Aufgabenstellung
**A)** Mit welchem Aufruf hat klose010 im Forenthread zum Änderungsdatum das Änderungsdatum ermittelt?
**B)** Prüfe anhand des Forenthreads zum Änderungsdatum, ob die folgenden Aussagen zutreffen: (i) Atze nimmt an, dass lokale Dateien gemeint waren. (ii) Fehlt der LastModified-Header, hat der Webserver die Datei laut ice-breaker als statische Datei. (iii) Die Beiträge von Atze und klose010 stammen vom selben Tag.
**C)** Führe den Forenthread zum Änderungsdatum nach dem letzten Beitrag weiter.

··· Auszug zum Lesen

Edit: ???:L Du hast rausgefunden wie es über HTTP geht aber mit Dateien über HTTP geht es nicht? Das wiederspricht sich irgendwie total.


----------



## Atze (21. Feb 2010)

ich denke mal, er meinte lokale dateien, mit file.lastModified();

das hatte wohl geklappt


----------



## klose010 (21. Feb 2010)

Ja, ich hab das Änderungdatum mit file.lastModified();.
Also wie ich dich verstanden habe, geht es nur auf den Seiten, die einen ausführlichen HTTP-Header besitzen. Sonst nicht.
Schade


----------



## ice-breaker (21. Feb 2010)

Neija wenn kein LastModified-Header da ist, bedeutet dies, dass der Webserver die Datei nicht als statische Datei hat.
Somit wurde die Antwort dynamisch per Java/PHP/RoR/wasauchimmer erzeugt und die letzte Änderung der Datei ist somit das Datum, im HTTP-Response.

······
··· Inhalt des Datensatzes

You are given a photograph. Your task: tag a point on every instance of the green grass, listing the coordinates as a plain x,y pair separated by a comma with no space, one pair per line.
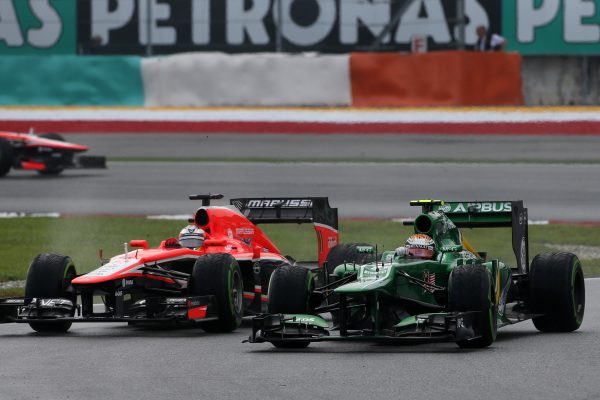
82,237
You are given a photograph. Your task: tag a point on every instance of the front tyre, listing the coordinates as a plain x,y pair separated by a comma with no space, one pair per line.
220,275
49,277
470,289
290,289
56,169
557,290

······

Antworten
**A)** Mit file.lastModified();

**B)**
(i) Ja: „ich denke mal, er meinte lokale dateien“
(ii) Nein: „bedeutet dies, dass der Webserver die Datei nicht als statische Datei hat.“
(iii) Ja: Beide Beiträge tragen das Datum „21. Feb 2010“.

**C)**
Dies muss natürlich nicht stimmen, wenn ich statischen Content per JSP ausgebe, habe ich zwar kein LastModified aber ich habe den Code vllt auch seit 2 Wochen nichts mehr geändert.


----------



## klose010 (21. Feb 2010)

Das verstehe ich jetzt nicht ganz. Gibt es also doch eine Möglichkeit, bei jeder Website das änderungsdatum rauszufinden. Kannst du vielleicht mal einen Beispielcode, z.B. für Google posten?


----------



## Atze (21. Feb 2010)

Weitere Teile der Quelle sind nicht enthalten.